> TEXT BLOCK
■ ■ ■

I managed to get my system working, with the following modifications to kernel:

* Disable: Local APIC support on uniprocessors

* Enable power management

* Enable apm

* Disable acpi

* Realtek 8169  compiled as module

----------

## _Adik_

i have same mobo as you and i have mamy problems

with stability on 2.6. removing apic, acpi and apm doesnt change

more... could you try kernel 2.6? then i will know that

problem is in my config...

----------

## mcfish

I do not have access to the machine before wednesday (it is now in remote server room), but I can try to install kernel 2.6 series on it and see what happens.. I'll let you know if I can come up with some solution to this problems.

----------

## _Adik_

thank you, so ill wait to wendsday for more info!

■ ■ ■

(Named object pointing entries)
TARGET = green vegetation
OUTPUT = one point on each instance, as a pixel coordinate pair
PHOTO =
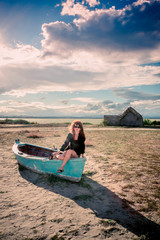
(17, 121)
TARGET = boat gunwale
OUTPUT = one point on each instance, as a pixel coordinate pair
(28, 156)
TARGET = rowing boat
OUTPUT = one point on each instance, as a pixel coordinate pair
(36, 158)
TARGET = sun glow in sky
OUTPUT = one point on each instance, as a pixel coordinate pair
(79, 58)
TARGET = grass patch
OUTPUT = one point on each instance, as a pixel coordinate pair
(56, 237)
(108, 222)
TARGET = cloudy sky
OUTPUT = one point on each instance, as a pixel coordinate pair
(79, 58)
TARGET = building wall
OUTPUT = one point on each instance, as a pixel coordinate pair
(131, 120)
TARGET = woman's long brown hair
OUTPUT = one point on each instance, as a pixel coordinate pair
(81, 128)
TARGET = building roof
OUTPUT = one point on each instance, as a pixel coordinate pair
(132, 110)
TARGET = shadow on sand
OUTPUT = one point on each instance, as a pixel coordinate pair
(103, 202)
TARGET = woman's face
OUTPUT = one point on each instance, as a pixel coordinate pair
(77, 127)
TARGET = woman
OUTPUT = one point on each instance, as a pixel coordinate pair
(73, 146)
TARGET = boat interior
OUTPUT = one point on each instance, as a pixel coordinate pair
(35, 150)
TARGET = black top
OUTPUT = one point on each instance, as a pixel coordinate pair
(77, 145)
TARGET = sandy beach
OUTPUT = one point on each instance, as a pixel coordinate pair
(110, 202)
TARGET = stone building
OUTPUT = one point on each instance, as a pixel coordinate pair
(130, 117)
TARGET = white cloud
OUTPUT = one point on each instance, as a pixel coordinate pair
(74, 57)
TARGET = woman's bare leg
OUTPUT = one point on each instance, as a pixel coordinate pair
(69, 154)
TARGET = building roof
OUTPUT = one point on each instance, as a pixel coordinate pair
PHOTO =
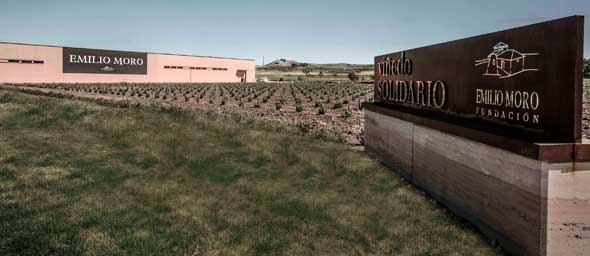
(186, 55)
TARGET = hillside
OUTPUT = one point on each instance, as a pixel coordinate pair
(291, 65)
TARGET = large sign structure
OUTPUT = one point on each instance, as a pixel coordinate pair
(490, 126)
(523, 83)
(91, 61)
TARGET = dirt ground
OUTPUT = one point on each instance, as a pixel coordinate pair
(344, 122)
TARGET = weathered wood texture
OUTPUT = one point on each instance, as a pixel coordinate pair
(502, 193)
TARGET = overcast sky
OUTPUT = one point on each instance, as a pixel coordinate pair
(351, 31)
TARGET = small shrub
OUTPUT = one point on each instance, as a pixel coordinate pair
(298, 108)
(321, 111)
(347, 114)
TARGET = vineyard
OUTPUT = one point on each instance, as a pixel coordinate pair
(328, 109)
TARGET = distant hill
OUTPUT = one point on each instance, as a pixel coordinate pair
(284, 65)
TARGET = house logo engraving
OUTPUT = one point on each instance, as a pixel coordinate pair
(504, 62)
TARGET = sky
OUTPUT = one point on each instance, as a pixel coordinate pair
(319, 31)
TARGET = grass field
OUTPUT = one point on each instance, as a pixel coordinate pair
(81, 178)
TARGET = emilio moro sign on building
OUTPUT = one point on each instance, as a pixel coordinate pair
(91, 61)
(522, 82)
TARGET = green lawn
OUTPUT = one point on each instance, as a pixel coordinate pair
(81, 178)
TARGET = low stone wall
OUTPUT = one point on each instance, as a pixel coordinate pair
(530, 206)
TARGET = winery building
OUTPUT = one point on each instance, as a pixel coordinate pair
(27, 63)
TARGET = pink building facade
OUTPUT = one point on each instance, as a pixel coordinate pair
(24, 63)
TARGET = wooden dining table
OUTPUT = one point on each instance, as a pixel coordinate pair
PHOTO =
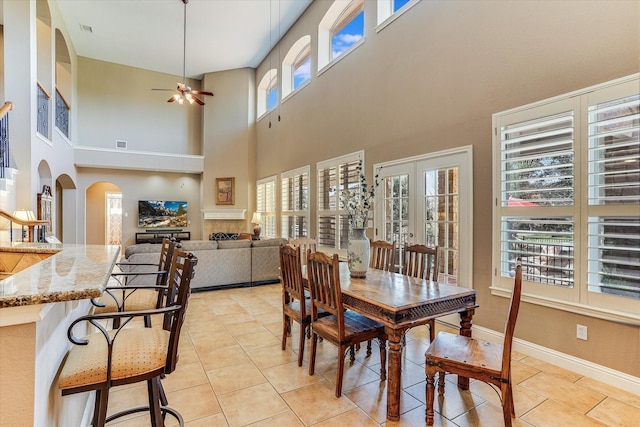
(401, 302)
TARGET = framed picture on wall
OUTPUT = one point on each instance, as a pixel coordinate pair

■ ■ ■

> DIRECTIVES
1: According to the kernel forum thread, when will mcfish next have access to the machine?
2: Summarize the kernel forum thread in two sentences.
3: Pick up the kernel forum thread after its last post and continue it.
The entries have no connection to the kernel forum thread.

> EXPECTED RESPONSES
1: Not before Wednesday, since the machine is in a remote server room.

2: One poster got a system working by disabling local APIC support on uniprocessors and ACPI, enabling power management and APM, and compiling the Realtek 8169 as a module. Adik, who has the same motherboard, reported stability problems on kernel 2.6 that removing APIC, ACPI and APM did not fix, and mcfish agreed to try installing the 2.6 series after regaining access to the machine on Wednesday.

3:
----------

## mcfish

Here is url for my configuration file for kernel 2.6.4 (from  development-sources-2.6.4.ebuild), and atleast for now I haven't had any problems with realtek 8169 card

http://demo.bariumnordic.com/~mcfish/kernel-2.6.4.conf

----------

## Kanniball

My problem was not related with my network card, but with my AGP.

Now it's solved appliyng this patch to the kernel:

http://lkml.org/lkml/2004/2/11/207

Now my laptop is working fine...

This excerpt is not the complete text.